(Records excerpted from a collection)
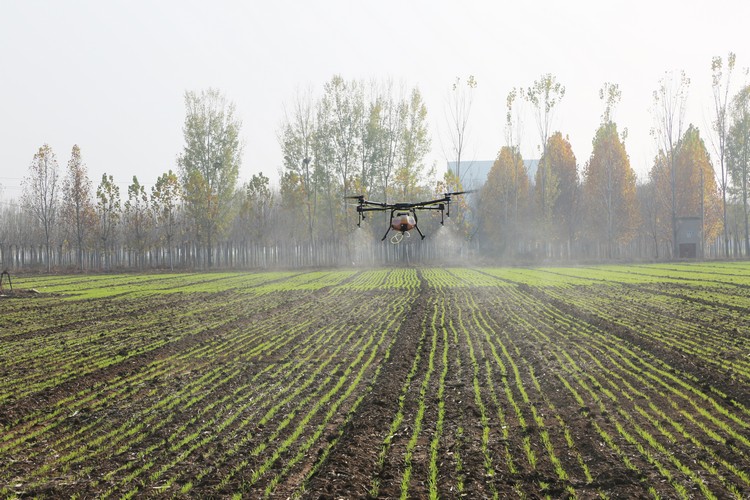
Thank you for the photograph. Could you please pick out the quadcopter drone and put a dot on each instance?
(404, 215)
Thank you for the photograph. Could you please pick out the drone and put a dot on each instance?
(404, 215)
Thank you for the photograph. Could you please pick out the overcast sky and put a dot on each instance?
(110, 76)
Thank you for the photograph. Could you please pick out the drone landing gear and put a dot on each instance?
(396, 238)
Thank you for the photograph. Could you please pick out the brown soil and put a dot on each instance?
(505, 396)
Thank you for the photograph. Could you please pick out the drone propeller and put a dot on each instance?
(456, 193)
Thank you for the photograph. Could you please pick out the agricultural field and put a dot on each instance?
(577, 382)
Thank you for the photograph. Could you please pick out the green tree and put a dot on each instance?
(256, 207)
(339, 120)
(669, 112)
(77, 208)
(544, 95)
(297, 141)
(563, 168)
(503, 202)
(738, 154)
(40, 194)
(165, 198)
(209, 164)
(697, 192)
(415, 144)
(609, 189)
(108, 213)
(138, 219)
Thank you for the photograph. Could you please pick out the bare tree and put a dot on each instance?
(296, 138)
(108, 212)
(720, 85)
(544, 95)
(78, 210)
(669, 112)
(209, 163)
(457, 115)
(165, 197)
(40, 193)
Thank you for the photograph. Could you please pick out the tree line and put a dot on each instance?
(372, 139)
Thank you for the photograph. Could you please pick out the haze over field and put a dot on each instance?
(111, 76)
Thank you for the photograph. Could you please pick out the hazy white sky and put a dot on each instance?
(110, 76)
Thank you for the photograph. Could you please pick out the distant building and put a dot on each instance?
(689, 236)
(473, 174)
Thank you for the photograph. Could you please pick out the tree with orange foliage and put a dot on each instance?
(696, 193)
(609, 190)
(504, 201)
(563, 168)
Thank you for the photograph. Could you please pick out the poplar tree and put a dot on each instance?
(40, 194)
(77, 208)
(209, 164)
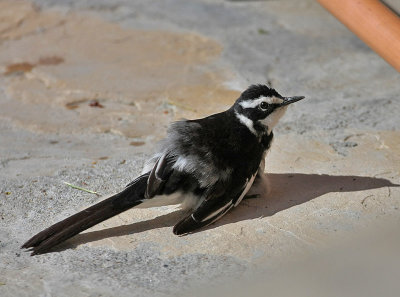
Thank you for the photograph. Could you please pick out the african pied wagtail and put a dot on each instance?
(208, 165)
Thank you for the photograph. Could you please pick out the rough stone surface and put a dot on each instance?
(87, 88)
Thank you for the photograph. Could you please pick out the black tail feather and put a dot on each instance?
(61, 231)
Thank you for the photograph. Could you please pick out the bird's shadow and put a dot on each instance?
(288, 190)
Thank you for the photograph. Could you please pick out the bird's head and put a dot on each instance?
(260, 108)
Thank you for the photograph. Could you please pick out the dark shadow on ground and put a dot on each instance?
(287, 190)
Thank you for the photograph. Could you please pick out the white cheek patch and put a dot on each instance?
(247, 122)
(256, 102)
(271, 120)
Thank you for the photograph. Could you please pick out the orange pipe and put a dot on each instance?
(371, 21)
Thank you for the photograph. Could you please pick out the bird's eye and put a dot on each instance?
(263, 105)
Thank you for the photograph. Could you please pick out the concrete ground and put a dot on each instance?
(88, 87)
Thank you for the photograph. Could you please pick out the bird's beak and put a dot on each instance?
(290, 100)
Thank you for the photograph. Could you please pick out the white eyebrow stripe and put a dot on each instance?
(274, 100)
(256, 102)
(252, 103)
(247, 122)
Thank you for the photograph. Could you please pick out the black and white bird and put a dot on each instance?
(207, 165)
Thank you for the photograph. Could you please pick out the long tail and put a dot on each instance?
(131, 196)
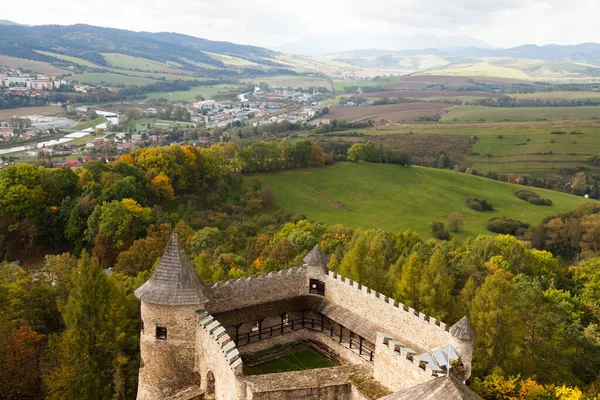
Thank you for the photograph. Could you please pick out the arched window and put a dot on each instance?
(210, 383)
(161, 332)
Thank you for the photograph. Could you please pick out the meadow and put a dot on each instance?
(74, 60)
(307, 82)
(478, 113)
(392, 197)
(527, 148)
(129, 62)
(560, 95)
(190, 95)
(36, 66)
(110, 79)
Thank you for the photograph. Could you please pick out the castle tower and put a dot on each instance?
(463, 335)
(170, 299)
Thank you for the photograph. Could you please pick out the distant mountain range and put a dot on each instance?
(582, 53)
(94, 47)
(323, 45)
(89, 42)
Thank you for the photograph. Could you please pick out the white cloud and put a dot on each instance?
(270, 22)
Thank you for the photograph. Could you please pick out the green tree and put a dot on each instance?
(408, 288)
(456, 221)
(86, 350)
(497, 321)
(436, 287)
(356, 152)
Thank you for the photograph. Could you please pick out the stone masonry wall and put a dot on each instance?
(333, 392)
(394, 317)
(394, 370)
(166, 366)
(257, 289)
(216, 353)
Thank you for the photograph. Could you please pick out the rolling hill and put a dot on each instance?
(92, 43)
(392, 197)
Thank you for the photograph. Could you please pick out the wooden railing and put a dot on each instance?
(337, 332)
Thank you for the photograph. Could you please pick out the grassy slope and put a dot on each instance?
(89, 124)
(558, 95)
(476, 113)
(395, 198)
(74, 60)
(108, 78)
(533, 158)
(190, 95)
(128, 62)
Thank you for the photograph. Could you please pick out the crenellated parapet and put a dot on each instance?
(394, 305)
(397, 366)
(257, 289)
(215, 331)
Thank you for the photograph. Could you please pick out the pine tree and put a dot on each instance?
(436, 287)
(497, 321)
(87, 349)
(355, 264)
(408, 287)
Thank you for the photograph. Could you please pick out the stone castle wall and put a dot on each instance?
(166, 366)
(394, 370)
(216, 354)
(257, 289)
(421, 330)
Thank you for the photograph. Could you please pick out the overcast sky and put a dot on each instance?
(269, 23)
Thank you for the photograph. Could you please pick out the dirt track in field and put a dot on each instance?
(408, 112)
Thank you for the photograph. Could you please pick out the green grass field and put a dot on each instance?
(110, 79)
(190, 95)
(295, 358)
(475, 113)
(74, 60)
(231, 61)
(142, 124)
(299, 81)
(394, 198)
(542, 156)
(128, 62)
(558, 95)
(88, 124)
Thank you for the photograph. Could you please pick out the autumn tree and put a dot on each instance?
(497, 320)
(408, 288)
(86, 351)
(456, 221)
(436, 287)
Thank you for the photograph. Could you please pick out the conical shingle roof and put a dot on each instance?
(174, 281)
(463, 330)
(444, 388)
(316, 258)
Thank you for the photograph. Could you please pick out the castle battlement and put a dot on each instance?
(217, 332)
(387, 300)
(253, 278)
(192, 333)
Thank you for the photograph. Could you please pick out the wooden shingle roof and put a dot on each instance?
(444, 388)
(463, 330)
(174, 281)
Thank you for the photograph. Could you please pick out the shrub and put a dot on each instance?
(532, 198)
(437, 225)
(441, 235)
(505, 225)
(479, 204)
(456, 221)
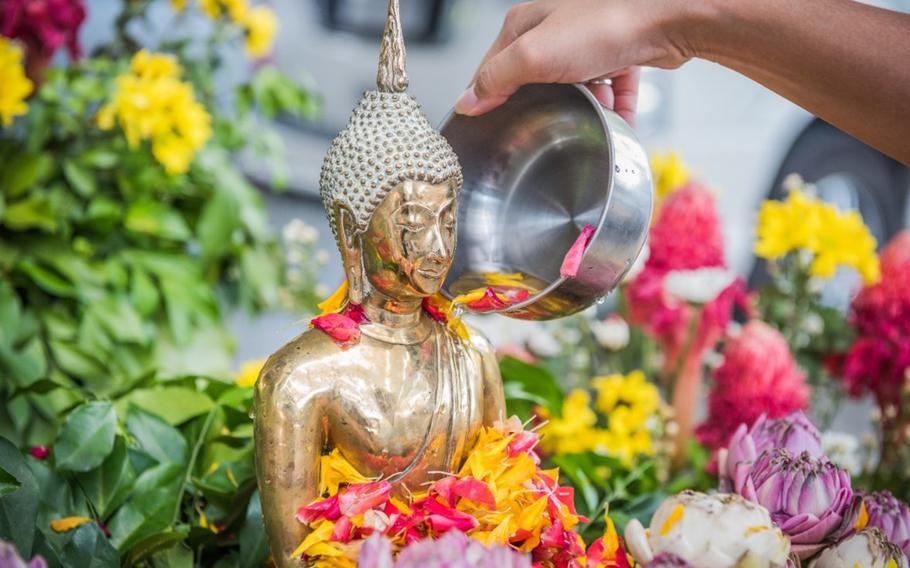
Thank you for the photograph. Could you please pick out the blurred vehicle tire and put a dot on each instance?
(849, 174)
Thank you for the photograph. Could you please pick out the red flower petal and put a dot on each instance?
(360, 497)
(39, 452)
(572, 262)
(323, 509)
(475, 490)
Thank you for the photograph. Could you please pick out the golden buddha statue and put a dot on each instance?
(407, 401)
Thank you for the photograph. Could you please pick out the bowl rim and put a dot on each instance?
(599, 109)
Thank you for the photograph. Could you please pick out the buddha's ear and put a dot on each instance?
(351, 255)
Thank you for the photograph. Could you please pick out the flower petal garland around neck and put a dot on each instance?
(500, 496)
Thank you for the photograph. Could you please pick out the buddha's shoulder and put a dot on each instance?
(310, 361)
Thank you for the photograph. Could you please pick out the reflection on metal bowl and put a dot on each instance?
(537, 170)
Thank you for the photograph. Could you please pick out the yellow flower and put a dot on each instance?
(249, 373)
(260, 25)
(68, 523)
(669, 173)
(832, 237)
(16, 86)
(150, 102)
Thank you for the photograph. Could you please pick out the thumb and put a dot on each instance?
(518, 64)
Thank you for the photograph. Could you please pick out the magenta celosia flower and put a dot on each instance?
(877, 362)
(794, 433)
(810, 499)
(452, 550)
(686, 236)
(891, 515)
(758, 376)
(44, 25)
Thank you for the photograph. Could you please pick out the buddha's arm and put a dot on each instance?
(289, 439)
(494, 400)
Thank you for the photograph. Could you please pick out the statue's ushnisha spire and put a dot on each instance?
(393, 72)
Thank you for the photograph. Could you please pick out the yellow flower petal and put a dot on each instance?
(68, 523)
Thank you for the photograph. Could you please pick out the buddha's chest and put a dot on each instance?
(416, 409)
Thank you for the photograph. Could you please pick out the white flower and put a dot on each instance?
(843, 449)
(612, 333)
(638, 265)
(698, 286)
(720, 530)
(869, 548)
(543, 344)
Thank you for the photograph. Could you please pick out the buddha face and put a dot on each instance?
(408, 246)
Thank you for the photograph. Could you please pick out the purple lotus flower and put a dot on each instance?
(452, 550)
(809, 498)
(794, 433)
(890, 514)
(667, 560)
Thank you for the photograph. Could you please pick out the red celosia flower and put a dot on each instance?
(686, 236)
(43, 25)
(879, 358)
(758, 375)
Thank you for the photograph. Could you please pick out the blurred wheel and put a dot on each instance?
(851, 175)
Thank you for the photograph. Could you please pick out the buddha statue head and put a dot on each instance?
(389, 184)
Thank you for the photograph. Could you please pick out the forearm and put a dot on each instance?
(846, 62)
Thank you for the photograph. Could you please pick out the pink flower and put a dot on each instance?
(343, 328)
(572, 262)
(758, 376)
(686, 236)
(879, 358)
(360, 497)
(39, 452)
(44, 25)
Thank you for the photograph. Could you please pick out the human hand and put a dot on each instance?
(576, 41)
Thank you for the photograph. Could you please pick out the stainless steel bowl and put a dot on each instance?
(536, 171)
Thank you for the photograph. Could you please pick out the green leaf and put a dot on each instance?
(18, 509)
(144, 515)
(76, 362)
(175, 405)
(79, 178)
(156, 437)
(178, 556)
(86, 437)
(254, 548)
(22, 171)
(8, 483)
(89, 547)
(160, 542)
(106, 487)
(48, 280)
(158, 220)
(36, 211)
(143, 292)
(533, 380)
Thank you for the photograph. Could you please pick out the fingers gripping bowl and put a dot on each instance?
(537, 171)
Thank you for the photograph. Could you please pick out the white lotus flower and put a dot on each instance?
(612, 333)
(843, 449)
(869, 548)
(698, 286)
(720, 530)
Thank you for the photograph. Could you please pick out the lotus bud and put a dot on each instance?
(869, 548)
(720, 530)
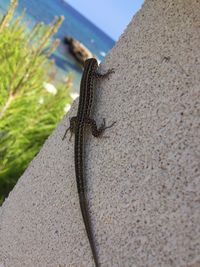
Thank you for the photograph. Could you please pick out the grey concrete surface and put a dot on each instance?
(144, 180)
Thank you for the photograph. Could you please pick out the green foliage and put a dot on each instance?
(28, 110)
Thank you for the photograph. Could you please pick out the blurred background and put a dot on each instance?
(43, 46)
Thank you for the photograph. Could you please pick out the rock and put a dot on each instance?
(78, 50)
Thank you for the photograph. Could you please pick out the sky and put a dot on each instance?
(111, 16)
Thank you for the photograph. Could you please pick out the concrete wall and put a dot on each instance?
(144, 180)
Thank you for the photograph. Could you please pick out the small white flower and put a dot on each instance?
(74, 95)
(40, 101)
(50, 88)
(67, 108)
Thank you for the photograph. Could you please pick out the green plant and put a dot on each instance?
(30, 107)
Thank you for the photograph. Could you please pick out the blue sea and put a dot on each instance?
(75, 25)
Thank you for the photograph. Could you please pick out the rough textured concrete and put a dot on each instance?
(143, 181)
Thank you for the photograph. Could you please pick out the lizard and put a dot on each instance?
(77, 126)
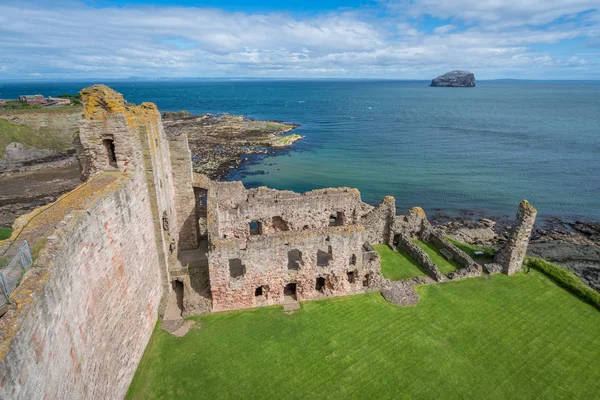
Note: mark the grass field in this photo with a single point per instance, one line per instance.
(470, 249)
(396, 265)
(42, 138)
(516, 337)
(444, 265)
(5, 233)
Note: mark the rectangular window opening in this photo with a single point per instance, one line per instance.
(255, 228)
(236, 268)
(111, 155)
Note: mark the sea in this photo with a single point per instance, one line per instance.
(454, 151)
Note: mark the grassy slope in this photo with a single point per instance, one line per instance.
(397, 266)
(42, 138)
(5, 233)
(507, 337)
(470, 249)
(445, 266)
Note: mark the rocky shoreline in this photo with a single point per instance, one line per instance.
(220, 144)
(574, 245)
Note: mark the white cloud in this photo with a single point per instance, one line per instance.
(74, 40)
(497, 12)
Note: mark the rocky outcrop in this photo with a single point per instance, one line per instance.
(220, 143)
(455, 78)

Your task.
Set down only these lines, exactly: the one containing "Note: mark the rocky shoreline" and each line after it through the end of the entries above.

Solution below.
Note: mark the rocky shoreline in this photo with a single point per instance, one line per instance.
(220, 144)
(574, 245)
Note: mark the white cloud in this photo with a single point per instance, one line per instance.
(74, 40)
(497, 12)
Note: mark the rocky outcrop in this photo with a single point per instance, one line per instance.
(220, 143)
(455, 78)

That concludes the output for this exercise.